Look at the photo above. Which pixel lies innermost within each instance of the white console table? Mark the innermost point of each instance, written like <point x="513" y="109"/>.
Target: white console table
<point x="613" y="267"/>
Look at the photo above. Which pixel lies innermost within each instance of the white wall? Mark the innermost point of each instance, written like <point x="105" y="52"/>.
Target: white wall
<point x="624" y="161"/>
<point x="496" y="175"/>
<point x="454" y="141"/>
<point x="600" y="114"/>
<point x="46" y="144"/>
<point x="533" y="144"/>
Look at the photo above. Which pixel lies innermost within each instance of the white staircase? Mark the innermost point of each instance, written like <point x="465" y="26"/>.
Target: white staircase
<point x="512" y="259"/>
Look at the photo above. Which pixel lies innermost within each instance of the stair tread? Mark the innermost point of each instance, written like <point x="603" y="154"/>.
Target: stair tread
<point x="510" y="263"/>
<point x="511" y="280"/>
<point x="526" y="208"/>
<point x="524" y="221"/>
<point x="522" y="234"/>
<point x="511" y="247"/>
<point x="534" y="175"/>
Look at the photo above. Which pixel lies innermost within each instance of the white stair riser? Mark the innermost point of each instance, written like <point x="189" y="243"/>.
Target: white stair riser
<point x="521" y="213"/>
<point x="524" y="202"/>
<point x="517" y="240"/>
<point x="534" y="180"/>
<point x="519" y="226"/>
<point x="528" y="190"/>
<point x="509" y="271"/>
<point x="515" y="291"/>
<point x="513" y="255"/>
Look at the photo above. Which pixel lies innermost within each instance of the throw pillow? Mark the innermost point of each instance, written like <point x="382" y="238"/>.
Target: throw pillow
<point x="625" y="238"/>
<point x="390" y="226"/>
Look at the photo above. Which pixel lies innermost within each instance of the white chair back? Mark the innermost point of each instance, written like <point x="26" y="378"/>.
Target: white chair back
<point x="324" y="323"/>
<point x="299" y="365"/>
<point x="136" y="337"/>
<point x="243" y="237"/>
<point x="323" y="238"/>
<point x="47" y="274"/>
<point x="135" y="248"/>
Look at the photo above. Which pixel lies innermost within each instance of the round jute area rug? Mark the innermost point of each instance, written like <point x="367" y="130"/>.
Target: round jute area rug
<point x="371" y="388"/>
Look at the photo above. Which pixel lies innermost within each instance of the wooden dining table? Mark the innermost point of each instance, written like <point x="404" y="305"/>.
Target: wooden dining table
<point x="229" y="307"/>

--

_Your objective_
Return all of the records above verbatim, keeping every line in its original order.

_Result of this exercise_
Look at the photo above. Which pixel lies innermost within each instance of the white console table? Mark the innermost point of each instance, written like <point x="513" y="109"/>.
Target: white console table
<point x="613" y="267"/>
Look at the photo above. Which pixel lies innermost within each instance of the white wall? Mark the innermost point of each instance, written like <point x="105" y="52"/>.
Target: white wall
<point x="624" y="161"/>
<point x="496" y="175"/>
<point x="454" y="141"/>
<point x="600" y="114"/>
<point x="46" y="144"/>
<point x="533" y="144"/>
Look at the photo above. Which pixel lies innermost within each instance of the white staircase? Mark the innermost point of each instance, written like <point x="465" y="26"/>.
Target: white staircase
<point x="512" y="259"/>
Look at the photo above. Which pixel lies innermost within each instance of the stair tread? Mark the innermost point of each instance, written like <point x="603" y="154"/>.
Target: stair tread
<point x="510" y="263"/>
<point x="511" y="280"/>
<point x="526" y="208"/>
<point x="524" y="221"/>
<point x="522" y="234"/>
<point x="511" y="247"/>
<point x="534" y="175"/>
Look at the photo above. Which pixel lies innermost within each instance of the white stair riser? Mark the innermost point of each instance, written like <point x="189" y="243"/>.
Target: white stair riser
<point x="521" y="213"/>
<point x="524" y="202"/>
<point x="517" y="240"/>
<point x="534" y="180"/>
<point x="519" y="226"/>
<point x="528" y="190"/>
<point x="509" y="271"/>
<point x="515" y="291"/>
<point x="513" y="255"/>
Look at the photo above. Which pixel lies innermost within each instance of the throw pillow? Mark the innermost point of each instance, written like <point x="382" y="238"/>.
Target: throw pillow
<point x="625" y="238"/>
<point x="390" y="226"/>
Look at the photo above. Which pixel lies innermost within each instance of the white chair back? Mark the innermost point of each instance, written like <point x="26" y="378"/>.
Target: white chair back
<point x="324" y="323"/>
<point x="299" y="365"/>
<point x="136" y="337"/>
<point x="243" y="237"/>
<point x="323" y="238"/>
<point x="47" y="274"/>
<point x="135" y="248"/>
Look at the photo above. Which pixel lies innermost within each instance of the round jute area rug? Mark the innermost point of each instance, written like <point x="367" y="130"/>.
Target: round jute area rug
<point x="371" y="388"/>
Look at the photo above. Which pixel lies innermost within each instance of the wooden dining table? Mark the innermost point of each instance, written like <point x="404" y="305"/>.
Target: wooden dining table
<point x="229" y="307"/>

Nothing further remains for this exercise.